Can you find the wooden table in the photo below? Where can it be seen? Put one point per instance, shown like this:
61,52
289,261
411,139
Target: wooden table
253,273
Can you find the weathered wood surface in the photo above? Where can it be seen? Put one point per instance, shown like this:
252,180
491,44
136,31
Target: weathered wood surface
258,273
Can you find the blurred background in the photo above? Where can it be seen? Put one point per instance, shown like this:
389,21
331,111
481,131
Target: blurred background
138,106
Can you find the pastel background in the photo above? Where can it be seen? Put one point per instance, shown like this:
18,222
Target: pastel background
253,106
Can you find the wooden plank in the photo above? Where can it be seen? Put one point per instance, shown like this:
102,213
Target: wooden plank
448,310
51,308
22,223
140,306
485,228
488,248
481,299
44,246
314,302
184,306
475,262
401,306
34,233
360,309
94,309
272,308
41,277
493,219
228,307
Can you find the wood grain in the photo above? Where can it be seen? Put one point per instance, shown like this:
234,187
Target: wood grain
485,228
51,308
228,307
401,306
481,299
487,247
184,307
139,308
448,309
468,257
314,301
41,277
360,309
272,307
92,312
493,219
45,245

= = =

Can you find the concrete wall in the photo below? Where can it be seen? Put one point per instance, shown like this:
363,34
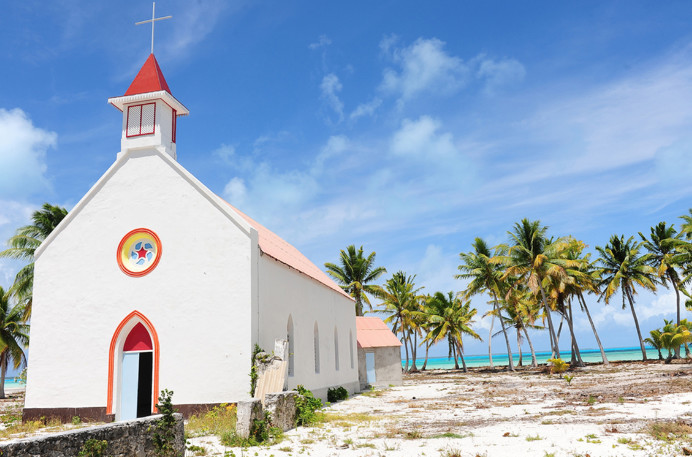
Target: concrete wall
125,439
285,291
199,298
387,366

= = =

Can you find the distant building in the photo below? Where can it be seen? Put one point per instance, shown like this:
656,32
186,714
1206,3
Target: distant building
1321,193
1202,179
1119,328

= = =

SHORT PROBLEM => Please count the lines in the data above that contain the string "pastel", treating uppercase and lowercase as different, and reply with only the number.

WRITTEN REPLY => 2